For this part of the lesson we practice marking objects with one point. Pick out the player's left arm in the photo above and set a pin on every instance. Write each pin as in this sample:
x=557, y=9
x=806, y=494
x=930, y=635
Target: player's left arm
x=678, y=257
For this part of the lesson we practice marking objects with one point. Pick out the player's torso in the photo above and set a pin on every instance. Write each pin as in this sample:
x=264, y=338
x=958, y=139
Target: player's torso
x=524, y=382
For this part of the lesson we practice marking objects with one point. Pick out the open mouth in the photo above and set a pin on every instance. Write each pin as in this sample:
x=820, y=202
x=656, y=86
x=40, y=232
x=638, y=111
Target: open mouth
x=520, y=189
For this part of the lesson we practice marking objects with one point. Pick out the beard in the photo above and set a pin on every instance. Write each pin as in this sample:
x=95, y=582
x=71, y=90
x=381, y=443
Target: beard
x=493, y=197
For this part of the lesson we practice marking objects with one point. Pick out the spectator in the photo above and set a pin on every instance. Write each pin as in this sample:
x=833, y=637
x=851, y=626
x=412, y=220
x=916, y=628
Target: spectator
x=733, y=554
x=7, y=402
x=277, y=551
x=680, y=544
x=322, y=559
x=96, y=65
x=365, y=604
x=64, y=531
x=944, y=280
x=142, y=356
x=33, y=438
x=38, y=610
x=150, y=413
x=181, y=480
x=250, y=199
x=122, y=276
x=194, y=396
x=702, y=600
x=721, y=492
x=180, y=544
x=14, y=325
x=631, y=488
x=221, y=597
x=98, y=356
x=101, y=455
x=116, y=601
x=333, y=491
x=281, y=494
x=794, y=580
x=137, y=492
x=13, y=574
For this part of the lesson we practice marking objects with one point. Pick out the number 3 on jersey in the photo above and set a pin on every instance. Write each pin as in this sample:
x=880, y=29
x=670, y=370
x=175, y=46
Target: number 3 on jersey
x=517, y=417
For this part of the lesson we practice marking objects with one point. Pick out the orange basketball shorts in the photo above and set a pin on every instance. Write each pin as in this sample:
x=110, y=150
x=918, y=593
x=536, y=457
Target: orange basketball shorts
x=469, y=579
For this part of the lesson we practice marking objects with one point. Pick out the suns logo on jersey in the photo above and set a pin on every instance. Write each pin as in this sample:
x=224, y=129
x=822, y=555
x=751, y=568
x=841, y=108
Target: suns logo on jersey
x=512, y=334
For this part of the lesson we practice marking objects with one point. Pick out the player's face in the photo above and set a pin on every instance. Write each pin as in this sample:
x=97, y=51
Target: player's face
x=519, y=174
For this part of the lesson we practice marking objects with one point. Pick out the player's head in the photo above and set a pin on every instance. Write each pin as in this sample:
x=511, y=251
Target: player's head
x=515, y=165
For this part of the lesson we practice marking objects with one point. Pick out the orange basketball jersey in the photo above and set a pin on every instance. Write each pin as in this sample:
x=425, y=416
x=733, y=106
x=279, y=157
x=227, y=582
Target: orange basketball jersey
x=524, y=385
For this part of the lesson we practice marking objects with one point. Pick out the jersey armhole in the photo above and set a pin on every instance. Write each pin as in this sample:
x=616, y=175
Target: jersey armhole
================================
■ PROBLEM ■
From the records above, print the line that contains "the player's head" and every line after it through the line that contains "x=515, y=165", character for character.

■ TASK ANSWER ■
For this part of the lesson we practice marking objects with one point. Pick out the player's head in the photo above and set a pin on every instance. Write each pin as in this sample:
x=511, y=251
Target: player's head
x=515, y=165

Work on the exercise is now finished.